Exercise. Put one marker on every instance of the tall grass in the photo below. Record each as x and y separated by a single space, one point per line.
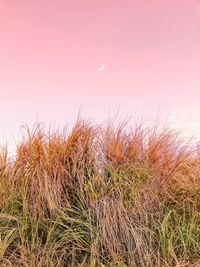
100 196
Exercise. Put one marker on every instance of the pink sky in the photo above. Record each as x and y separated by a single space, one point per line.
50 50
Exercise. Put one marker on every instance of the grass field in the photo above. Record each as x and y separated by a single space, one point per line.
100 195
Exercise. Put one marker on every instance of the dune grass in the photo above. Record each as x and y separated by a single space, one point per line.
100 196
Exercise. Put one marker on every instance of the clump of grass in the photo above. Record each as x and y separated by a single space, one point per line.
100 196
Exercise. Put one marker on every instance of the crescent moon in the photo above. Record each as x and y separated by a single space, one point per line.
101 68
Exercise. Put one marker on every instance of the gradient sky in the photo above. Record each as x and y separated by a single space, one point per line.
50 52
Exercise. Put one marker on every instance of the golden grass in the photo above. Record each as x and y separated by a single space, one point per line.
100 196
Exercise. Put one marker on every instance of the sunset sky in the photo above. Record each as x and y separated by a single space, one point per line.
50 52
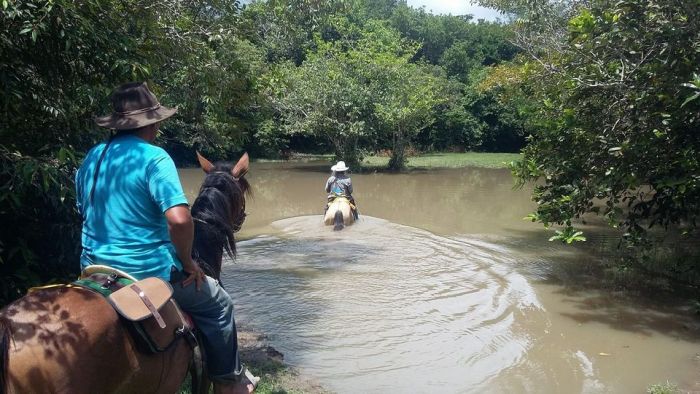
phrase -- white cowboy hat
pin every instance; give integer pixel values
(340, 167)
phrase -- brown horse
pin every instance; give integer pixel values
(70, 340)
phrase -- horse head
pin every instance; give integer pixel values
(219, 211)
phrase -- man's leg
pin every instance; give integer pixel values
(211, 308)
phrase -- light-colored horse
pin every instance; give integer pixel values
(67, 339)
(339, 214)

_ _ _ _ _

DIRECTIVE:
Give the entries again from the line holding "phrase -- horse head" through the end of the entries, inclusive, swapping "pin" for "mark" and changing nothing else.

RESPONSE:
phrase -- horse head
mark every instance; give integer pixel values
(219, 211)
phrase -- man's leg
mark every instance; give integer pixel values
(211, 308)
phrase -- light-colored horse
mark every instance; give integer pixel values
(67, 339)
(339, 214)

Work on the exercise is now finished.